## DIRECTIONS FOR THIS TASK:
Rewrite the entries below so that every "marker" becomes "point", leaving all other text unchanged.

## EXERCISE INPUTS:
==*==

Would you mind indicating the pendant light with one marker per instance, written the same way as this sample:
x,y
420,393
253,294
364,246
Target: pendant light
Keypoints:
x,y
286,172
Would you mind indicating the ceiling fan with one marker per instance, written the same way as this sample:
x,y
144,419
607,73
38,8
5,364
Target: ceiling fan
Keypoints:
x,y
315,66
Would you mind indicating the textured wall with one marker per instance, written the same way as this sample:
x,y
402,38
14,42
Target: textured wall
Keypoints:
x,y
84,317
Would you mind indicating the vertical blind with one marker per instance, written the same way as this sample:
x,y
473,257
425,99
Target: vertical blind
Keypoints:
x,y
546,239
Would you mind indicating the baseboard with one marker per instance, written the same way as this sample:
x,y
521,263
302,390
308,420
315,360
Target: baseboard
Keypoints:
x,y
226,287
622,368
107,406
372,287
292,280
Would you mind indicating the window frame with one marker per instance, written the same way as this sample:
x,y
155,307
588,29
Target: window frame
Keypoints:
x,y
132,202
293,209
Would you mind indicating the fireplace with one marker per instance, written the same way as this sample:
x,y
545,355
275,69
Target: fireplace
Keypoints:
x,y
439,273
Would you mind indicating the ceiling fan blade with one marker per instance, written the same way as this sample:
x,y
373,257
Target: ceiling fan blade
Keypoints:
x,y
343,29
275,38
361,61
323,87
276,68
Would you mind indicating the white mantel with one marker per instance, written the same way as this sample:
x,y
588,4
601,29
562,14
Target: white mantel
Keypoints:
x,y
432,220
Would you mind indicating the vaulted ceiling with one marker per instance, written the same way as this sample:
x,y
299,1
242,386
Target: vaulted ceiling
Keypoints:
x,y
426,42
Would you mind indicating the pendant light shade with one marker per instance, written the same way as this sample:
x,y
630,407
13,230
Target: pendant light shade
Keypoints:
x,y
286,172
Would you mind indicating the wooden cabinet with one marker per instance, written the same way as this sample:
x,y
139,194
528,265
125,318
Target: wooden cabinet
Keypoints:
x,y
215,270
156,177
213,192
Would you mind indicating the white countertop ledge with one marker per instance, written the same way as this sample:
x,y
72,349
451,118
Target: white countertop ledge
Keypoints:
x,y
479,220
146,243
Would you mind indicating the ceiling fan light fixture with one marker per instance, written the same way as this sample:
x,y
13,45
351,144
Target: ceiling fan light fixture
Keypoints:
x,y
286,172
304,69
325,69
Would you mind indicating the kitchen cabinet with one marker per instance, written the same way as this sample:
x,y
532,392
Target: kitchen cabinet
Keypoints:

==*==

## REPLY TO THE TASK:
Would you mind indicating the pendant light with one point per instance, written the same way as this sample:
x,y
420,393
253,294
364,246
Target: pendant light
Keypoints:
x,y
286,172
Would you mind indicating the ceiling fan with one point per instance, written the same way as this sample:
x,y
144,419
607,73
38,8
5,364
Target: ceiling fan
Keypoints:
x,y
315,66
Would you mind indicating the textured wall with one point per instance, written the same way as this sample:
x,y
402,38
14,42
Target: textured wall
Keypoints:
x,y
84,317
Would you mind indicating the vertical blind with one point per instance, written the same way as this sample:
x,y
473,257
425,99
Target: vertical blind
Keypoints:
x,y
546,239
Would you mind indicating the baseboard with one point per instance, written the same way as this sample:
x,y
521,263
302,390
308,420
315,360
Target: baseboard
Keypoints:
x,y
226,287
622,368
107,406
372,287
292,280
Would you mind indicating the window frame with one point per instance, written the same way as this sample:
x,y
155,307
588,29
Target: window frame
Keypoints:
x,y
132,202
293,209
Would you mind indicating the fireplace with one point per instance, written the same way as this sample:
x,y
545,355
275,69
Target: fireplace
Keypoints:
x,y
439,273
Would you mind indicating the ceiling fan blade with one point per instance, written the same way as this sample:
x,y
373,257
Target: ceiling fan blade
Keypoints:
x,y
343,29
275,38
361,61
323,87
276,68
Would you mind indicating the white mantel with one point per instance, written the same way as this sample:
x,y
588,4
601,29
562,14
Target: white mantel
Keypoints:
x,y
432,220
Would you mind indicating the vaulted ceiling with one point per instance, written the same way as this sample:
x,y
299,1
242,386
Target: vaulted ceiling
Keypoints:
x,y
426,42
Would you mind indicating the pendant light shade with one point per instance, written the same way as this sample:
x,y
630,407
13,230
Target: pendant light shade
Keypoints:
x,y
286,172
Would you mind indicating the wooden cabinet with one point per instance, written the same way as this sample:
x,y
139,194
528,265
125,318
Target: wooden cabinet
Keypoints:
x,y
215,270
156,177
213,192
Would you mind indicating the white countertop ledge with one point per instance, written the same way as this sample:
x,y
72,349
451,118
Target: white countertop ledge
Keypoints:
x,y
479,220
146,243
Would you mind indicating the ceiling fan light fixture with one point per instance, written the same way as this sample:
x,y
13,45
351,144
Target: ceiling fan light fixture
Keypoints:
x,y
286,172
304,69
325,69
Would you mind indicating the kitchen cabinet with one point per instance, written the same way as this sample:
x,y
532,392
Target: kitchen cabinet
Keypoints:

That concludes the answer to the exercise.